#### What the task asks:
Below are several records. Retype exactly those lines running from the one with "Target: person silhouette" through the one with "Target: wooden park bench", end lines included, and no others.

=== Dataset content ===

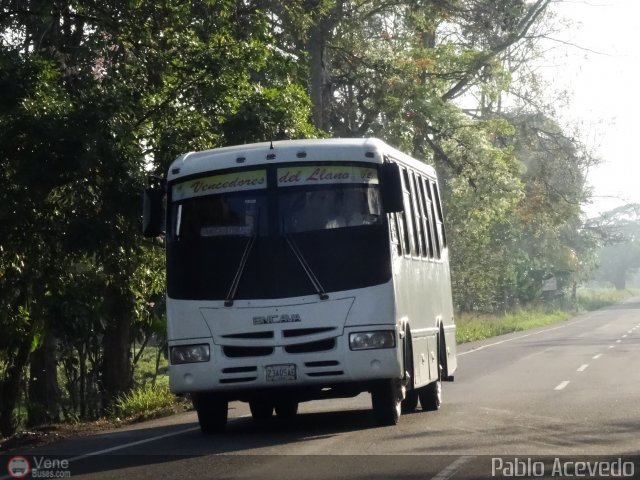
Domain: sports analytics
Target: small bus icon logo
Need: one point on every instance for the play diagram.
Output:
(18, 467)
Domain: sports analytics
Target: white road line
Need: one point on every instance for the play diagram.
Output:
(132, 444)
(451, 470)
(512, 339)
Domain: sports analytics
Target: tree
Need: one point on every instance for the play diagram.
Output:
(619, 257)
(95, 97)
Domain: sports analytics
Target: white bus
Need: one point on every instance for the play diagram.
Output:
(303, 270)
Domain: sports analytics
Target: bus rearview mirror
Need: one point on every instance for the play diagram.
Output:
(152, 225)
(391, 188)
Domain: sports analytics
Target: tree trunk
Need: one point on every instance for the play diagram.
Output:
(318, 73)
(10, 388)
(117, 372)
(44, 392)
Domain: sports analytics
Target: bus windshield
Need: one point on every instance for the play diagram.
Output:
(304, 210)
(312, 220)
(236, 214)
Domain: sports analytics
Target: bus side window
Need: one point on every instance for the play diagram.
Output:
(440, 219)
(395, 237)
(424, 217)
(430, 219)
(417, 216)
(437, 225)
(407, 215)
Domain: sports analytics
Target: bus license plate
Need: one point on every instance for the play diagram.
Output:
(279, 373)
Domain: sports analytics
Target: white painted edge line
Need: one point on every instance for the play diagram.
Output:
(473, 350)
(451, 470)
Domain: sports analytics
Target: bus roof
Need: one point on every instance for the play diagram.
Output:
(370, 150)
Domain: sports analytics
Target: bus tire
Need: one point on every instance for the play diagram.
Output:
(260, 409)
(212, 413)
(386, 402)
(286, 409)
(431, 395)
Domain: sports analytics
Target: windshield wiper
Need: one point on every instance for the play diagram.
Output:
(236, 280)
(305, 266)
(228, 302)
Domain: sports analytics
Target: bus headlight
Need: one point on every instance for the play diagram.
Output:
(370, 340)
(189, 354)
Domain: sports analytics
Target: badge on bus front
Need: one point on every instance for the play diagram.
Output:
(280, 373)
(284, 318)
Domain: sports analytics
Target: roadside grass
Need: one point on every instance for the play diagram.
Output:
(146, 402)
(151, 397)
(472, 327)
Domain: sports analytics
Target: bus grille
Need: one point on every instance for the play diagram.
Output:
(239, 352)
(319, 346)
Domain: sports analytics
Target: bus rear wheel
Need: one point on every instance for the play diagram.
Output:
(212, 412)
(386, 401)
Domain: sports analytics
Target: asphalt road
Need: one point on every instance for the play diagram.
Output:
(532, 401)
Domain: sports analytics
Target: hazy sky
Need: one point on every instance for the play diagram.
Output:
(602, 73)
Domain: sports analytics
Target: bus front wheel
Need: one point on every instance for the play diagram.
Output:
(431, 395)
(386, 400)
(286, 409)
(212, 412)
(261, 410)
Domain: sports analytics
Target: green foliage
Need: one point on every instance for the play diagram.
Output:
(472, 327)
(594, 299)
(144, 402)
(619, 257)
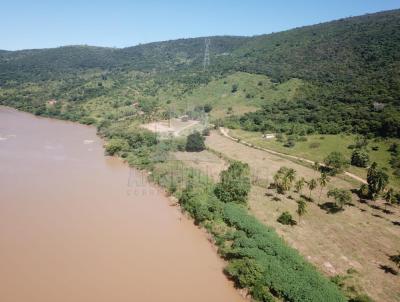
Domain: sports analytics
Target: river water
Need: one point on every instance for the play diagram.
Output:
(77, 226)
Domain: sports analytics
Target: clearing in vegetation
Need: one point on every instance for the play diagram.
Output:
(359, 238)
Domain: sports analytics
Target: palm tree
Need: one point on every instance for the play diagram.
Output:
(316, 166)
(312, 184)
(323, 181)
(299, 185)
(291, 175)
(301, 208)
(341, 197)
(389, 197)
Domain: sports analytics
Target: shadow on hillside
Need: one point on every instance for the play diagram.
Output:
(388, 270)
(330, 207)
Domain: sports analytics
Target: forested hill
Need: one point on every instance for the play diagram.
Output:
(345, 65)
(352, 50)
(175, 55)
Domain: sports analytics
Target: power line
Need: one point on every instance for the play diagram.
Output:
(206, 61)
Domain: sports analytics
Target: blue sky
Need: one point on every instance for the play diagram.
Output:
(118, 23)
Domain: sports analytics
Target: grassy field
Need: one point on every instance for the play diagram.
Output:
(327, 144)
(252, 91)
(358, 240)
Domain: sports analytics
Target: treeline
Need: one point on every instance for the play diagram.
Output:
(307, 116)
(259, 260)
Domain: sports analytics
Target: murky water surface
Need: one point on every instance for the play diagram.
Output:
(79, 227)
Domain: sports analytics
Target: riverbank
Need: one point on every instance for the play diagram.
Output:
(77, 225)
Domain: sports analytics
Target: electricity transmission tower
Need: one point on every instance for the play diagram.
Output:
(206, 61)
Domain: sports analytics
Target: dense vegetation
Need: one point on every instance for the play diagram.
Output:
(349, 69)
(341, 76)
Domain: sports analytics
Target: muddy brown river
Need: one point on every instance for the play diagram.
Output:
(77, 226)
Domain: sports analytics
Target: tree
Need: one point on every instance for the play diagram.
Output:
(312, 184)
(359, 158)
(299, 185)
(195, 142)
(291, 175)
(235, 183)
(244, 272)
(316, 166)
(336, 162)
(342, 197)
(116, 145)
(377, 181)
(286, 219)
(395, 259)
(207, 108)
(301, 208)
(284, 178)
(323, 181)
(390, 197)
(234, 88)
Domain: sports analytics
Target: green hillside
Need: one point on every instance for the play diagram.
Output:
(345, 76)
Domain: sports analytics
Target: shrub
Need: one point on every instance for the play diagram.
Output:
(206, 132)
(235, 183)
(286, 219)
(336, 162)
(195, 142)
(234, 88)
(314, 145)
(359, 158)
(207, 108)
(116, 145)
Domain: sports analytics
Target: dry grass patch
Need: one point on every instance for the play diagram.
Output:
(205, 161)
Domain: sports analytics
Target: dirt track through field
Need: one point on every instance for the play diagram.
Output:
(225, 132)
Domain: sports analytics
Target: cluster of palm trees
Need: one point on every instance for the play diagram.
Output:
(285, 178)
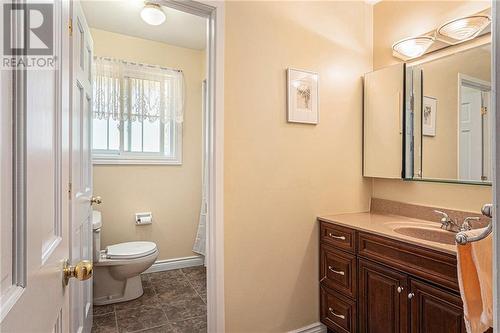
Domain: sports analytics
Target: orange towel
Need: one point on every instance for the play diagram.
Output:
(474, 279)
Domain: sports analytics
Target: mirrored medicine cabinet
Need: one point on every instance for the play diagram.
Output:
(430, 120)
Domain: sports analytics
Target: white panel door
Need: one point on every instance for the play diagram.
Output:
(81, 172)
(34, 299)
(470, 141)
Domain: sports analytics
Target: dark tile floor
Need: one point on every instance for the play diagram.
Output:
(173, 302)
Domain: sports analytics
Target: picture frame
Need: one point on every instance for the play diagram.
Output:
(302, 96)
(429, 109)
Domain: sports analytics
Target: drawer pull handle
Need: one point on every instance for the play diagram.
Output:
(336, 315)
(336, 237)
(336, 272)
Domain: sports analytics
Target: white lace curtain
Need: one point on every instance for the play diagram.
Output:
(137, 92)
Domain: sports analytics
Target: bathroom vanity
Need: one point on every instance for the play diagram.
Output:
(376, 276)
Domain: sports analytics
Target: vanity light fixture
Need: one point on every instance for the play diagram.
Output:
(153, 14)
(413, 47)
(464, 28)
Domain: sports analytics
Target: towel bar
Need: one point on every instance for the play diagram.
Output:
(462, 238)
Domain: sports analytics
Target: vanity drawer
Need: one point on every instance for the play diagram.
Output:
(337, 236)
(338, 271)
(337, 311)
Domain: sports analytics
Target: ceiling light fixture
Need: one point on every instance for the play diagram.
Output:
(464, 28)
(153, 14)
(413, 47)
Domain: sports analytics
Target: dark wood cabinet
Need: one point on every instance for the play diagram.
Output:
(370, 283)
(434, 309)
(382, 299)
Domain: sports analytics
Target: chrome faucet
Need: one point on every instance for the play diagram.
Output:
(446, 222)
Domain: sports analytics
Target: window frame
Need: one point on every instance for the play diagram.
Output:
(122, 156)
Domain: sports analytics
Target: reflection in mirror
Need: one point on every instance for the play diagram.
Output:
(382, 122)
(448, 132)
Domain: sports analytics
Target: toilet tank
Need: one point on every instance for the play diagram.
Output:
(96, 234)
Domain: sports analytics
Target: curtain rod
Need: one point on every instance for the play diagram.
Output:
(139, 64)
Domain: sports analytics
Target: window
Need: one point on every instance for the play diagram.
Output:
(137, 113)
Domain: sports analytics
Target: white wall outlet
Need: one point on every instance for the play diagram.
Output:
(143, 218)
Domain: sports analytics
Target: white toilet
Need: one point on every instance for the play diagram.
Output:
(117, 269)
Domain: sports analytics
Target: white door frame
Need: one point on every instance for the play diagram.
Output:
(467, 80)
(214, 12)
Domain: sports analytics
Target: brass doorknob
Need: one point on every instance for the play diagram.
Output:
(96, 200)
(82, 271)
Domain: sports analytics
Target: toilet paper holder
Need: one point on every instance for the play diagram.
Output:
(143, 218)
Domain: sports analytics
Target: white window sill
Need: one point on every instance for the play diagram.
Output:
(101, 160)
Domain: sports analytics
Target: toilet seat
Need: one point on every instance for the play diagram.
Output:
(130, 250)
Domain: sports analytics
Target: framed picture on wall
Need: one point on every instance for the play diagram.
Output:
(302, 96)
(429, 109)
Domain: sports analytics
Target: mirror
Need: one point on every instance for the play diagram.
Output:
(448, 121)
(383, 98)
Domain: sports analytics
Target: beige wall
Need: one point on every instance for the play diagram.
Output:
(394, 20)
(171, 193)
(280, 176)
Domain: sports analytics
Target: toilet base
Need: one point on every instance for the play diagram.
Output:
(122, 291)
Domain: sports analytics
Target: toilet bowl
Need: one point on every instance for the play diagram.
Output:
(117, 269)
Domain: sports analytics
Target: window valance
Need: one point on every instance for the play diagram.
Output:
(128, 91)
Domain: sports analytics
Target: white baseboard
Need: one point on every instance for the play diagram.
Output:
(176, 263)
(313, 328)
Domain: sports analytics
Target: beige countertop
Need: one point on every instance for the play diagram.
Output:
(385, 225)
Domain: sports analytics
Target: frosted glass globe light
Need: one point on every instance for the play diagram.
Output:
(153, 14)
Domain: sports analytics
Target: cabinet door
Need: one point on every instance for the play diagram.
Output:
(382, 299)
(434, 310)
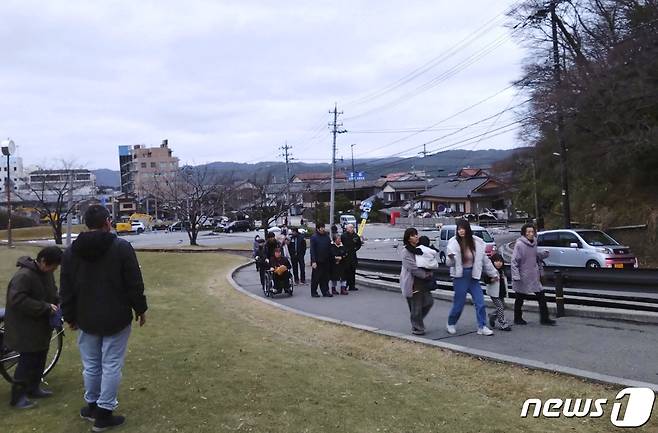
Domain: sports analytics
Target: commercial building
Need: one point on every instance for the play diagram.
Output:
(143, 167)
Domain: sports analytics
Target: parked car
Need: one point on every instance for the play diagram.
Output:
(448, 231)
(179, 226)
(137, 227)
(160, 225)
(584, 249)
(238, 226)
(347, 219)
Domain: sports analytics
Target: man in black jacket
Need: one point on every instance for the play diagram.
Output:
(101, 286)
(297, 253)
(352, 242)
(320, 261)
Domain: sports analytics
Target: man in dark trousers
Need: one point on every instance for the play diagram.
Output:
(297, 252)
(352, 242)
(101, 289)
(320, 262)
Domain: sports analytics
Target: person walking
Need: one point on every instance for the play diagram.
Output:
(320, 261)
(497, 290)
(467, 261)
(101, 288)
(297, 252)
(338, 266)
(527, 268)
(414, 282)
(31, 301)
(352, 242)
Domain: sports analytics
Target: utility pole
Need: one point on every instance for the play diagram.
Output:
(335, 131)
(566, 209)
(353, 177)
(288, 156)
(70, 206)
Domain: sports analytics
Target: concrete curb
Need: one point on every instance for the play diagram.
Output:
(642, 317)
(538, 365)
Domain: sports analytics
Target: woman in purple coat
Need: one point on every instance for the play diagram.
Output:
(526, 272)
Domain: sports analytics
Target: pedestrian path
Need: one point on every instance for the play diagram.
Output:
(619, 352)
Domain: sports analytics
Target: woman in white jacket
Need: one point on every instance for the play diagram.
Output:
(467, 261)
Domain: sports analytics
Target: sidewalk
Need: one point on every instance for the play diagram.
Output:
(620, 349)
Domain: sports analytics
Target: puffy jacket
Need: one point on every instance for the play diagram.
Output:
(27, 317)
(481, 262)
(101, 283)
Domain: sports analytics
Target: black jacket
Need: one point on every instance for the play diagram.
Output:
(338, 266)
(27, 317)
(101, 283)
(320, 248)
(297, 245)
(352, 244)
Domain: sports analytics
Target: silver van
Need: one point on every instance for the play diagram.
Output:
(584, 249)
(448, 231)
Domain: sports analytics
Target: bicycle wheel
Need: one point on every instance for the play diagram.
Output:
(9, 358)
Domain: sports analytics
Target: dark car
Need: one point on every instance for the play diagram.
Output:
(238, 226)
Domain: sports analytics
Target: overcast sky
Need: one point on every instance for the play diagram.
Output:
(233, 80)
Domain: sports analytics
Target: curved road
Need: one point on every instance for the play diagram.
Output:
(618, 349)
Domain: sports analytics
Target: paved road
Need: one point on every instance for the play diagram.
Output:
(618, 349)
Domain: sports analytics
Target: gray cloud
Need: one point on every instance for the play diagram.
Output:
(233, 80)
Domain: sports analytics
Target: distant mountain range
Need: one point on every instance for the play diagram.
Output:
(440, 163)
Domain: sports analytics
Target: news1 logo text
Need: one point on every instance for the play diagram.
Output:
(638, 407)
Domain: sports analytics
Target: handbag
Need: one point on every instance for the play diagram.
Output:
(56, 319)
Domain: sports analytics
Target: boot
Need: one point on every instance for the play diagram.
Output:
(39, 392)
(19, 398)
(89, 412)
(105, 420)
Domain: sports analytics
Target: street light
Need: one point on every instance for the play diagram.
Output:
(566, 208)
(353, 177)
(8, 149)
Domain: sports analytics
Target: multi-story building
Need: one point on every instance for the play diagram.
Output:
(142, 168)
(16, 176)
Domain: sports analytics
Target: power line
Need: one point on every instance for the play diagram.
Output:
(469, 39)
(437, 80)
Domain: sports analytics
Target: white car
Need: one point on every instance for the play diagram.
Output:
(137, 227)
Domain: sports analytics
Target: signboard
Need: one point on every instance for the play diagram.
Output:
(366, 206)
(359, 175)
(362, 227)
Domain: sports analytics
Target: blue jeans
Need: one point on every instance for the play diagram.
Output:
(463, 285)
(102, 361)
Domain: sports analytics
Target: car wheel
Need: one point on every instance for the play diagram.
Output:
(592, 264)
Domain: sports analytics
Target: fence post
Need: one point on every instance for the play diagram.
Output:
(559, 292)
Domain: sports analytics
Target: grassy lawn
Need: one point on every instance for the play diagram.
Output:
(37, 232)
(212, 360)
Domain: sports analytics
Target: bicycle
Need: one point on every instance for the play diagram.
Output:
(9, 358)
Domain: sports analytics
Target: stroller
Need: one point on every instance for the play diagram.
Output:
(277, 276)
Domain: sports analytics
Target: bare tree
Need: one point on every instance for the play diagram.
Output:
(56, 192)
(193, 194)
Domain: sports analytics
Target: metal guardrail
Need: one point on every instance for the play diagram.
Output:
(573, 277)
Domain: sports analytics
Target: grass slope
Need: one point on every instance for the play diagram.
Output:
(212, 360)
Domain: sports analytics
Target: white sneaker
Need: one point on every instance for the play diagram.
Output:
(485, 331)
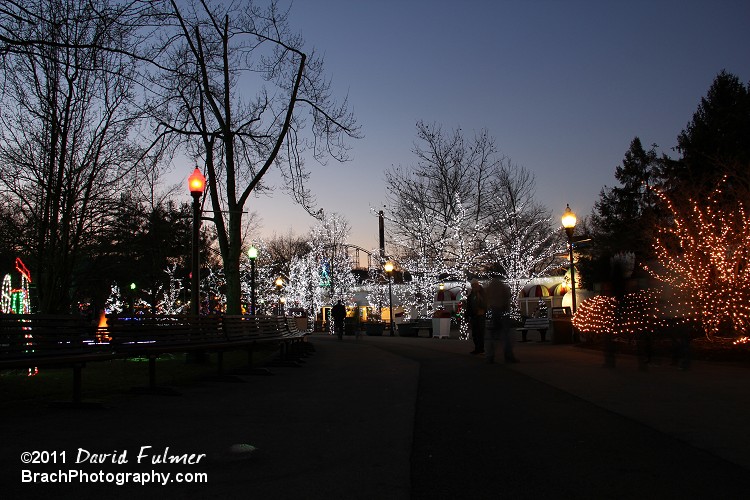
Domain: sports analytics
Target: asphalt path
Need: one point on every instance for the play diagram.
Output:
(489, 431)
(398, 418)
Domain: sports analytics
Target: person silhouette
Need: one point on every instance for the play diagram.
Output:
(338, 314)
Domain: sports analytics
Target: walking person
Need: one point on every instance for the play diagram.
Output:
(500, 331)
(476, 310)
(338, 314)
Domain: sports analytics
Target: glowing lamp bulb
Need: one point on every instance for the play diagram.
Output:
(568, 218)
(196, 182)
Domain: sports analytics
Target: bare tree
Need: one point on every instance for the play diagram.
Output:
(232, 85)
(438, 206)
(66, 131)
(464, 210)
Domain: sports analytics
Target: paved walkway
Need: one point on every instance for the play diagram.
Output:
(391, 417)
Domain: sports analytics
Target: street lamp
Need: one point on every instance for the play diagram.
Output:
(252, 254)
(279, 283)
(388, 268)
(197, 184)
(569, 223)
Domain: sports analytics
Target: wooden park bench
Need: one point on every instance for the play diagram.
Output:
(32, 341)
(539, 324)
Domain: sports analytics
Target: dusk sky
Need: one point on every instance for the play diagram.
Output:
(562, 86)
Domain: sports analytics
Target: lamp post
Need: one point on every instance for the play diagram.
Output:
(388, 268)
(279, 283)
(197, 184)
(252, 254)
(569, 223)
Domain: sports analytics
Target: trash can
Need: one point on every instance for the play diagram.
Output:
(562, 325)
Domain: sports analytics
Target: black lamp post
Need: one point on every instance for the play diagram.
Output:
(388, 268)
(197, 184)
(569, 223)
(279, 284)
(252, 254)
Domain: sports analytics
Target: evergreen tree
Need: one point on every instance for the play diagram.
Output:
(715, 143)
(624, 216)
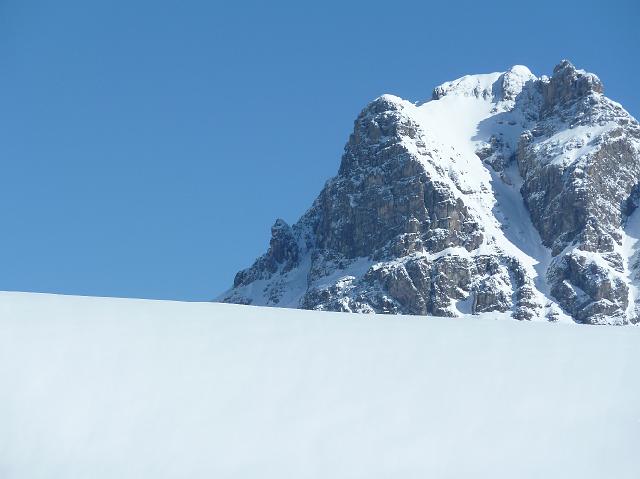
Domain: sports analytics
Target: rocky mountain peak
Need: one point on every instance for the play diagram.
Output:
(505, 194)
(568, 84)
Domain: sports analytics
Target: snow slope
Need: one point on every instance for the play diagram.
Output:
(104, 388)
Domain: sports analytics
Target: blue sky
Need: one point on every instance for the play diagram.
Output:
(146, 147)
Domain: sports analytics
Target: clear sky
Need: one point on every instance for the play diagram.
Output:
(147, 146)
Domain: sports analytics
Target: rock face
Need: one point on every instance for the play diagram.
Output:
(505, 194)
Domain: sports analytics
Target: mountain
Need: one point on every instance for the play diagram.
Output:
(107, 388)
(506, 193)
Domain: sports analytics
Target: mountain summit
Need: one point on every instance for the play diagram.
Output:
(506, 193)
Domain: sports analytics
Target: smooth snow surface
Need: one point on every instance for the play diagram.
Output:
(109, 388)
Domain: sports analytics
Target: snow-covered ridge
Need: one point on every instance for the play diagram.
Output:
(103, 388)
(504, 193)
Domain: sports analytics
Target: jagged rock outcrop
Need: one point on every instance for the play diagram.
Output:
(505, 194)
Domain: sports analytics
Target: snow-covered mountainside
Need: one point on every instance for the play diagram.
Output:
(505, 193)
(112, 388)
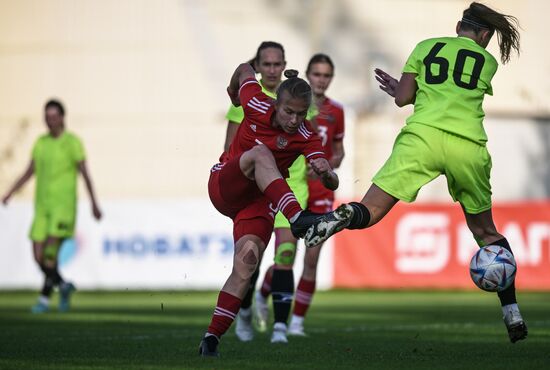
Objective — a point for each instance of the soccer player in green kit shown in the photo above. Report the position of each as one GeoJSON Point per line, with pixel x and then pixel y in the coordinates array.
{"type": "Point", "coordinates": [446, 79]}
{"type": "Point", "coordinates": [270, 63]}
{"type": "Point", "coordinates": [57, 157]}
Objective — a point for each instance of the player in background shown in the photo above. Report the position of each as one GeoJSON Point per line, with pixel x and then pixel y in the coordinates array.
{"type": "Point", "coordinates": [270, 138]}
{"type": "Point", "coordinates": [446, 79]}
{"type": "Point", "coordinates": [270, 63]}
{"type": "Point", "coordinates": [328, 120]}
{"type": "Point", "coordinates": [57, 158]}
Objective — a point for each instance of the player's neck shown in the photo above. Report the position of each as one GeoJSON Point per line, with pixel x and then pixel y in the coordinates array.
{"type": "Point", "coordinates": [271, 90]}
{"type": "Point", "coordinates": [319, 99]}
{"type": "Point", "coordinates": [56, 134]}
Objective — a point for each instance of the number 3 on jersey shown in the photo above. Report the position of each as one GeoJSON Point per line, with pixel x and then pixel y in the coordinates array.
{"type": "Point", "coordinates": [458, 69]}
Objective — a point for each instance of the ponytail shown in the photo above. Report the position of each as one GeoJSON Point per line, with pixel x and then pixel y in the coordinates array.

===

#### Task response:
Target: person silhouette
Need: one point on every instance for the play diagram.
Output:
(338, 314)
Domain: sports analytics
Target: walking person
Need: one point on every instance for the play diagram.
Output:
(500, 331)
(476, 310)
(338, 314)
Domain: sports analytics
Target: glowing lamp bulb
Need: one point on every instance for the play diagram.
Output:
(568, 218)
(196, 182)
Domain: sports analytics
Target: bare tree
Need: one point on every instance for the play diagram.
Output:
(232, 85)
(438, 206)
(66, 131)
(464, 210)
Domain: sports analytics
Target: paved walkway
Need: one point on every instance for the play diagram.
Output:
(391, 417)
Domain: sports analytics
Target: street lamp
Need: one point on every instance for the play diagram.
Output:
(252, 254)
(279, 283)
(388, 268)
(197, 184)
(569, 223)
Domain: sports analytics
Target: wooden park bench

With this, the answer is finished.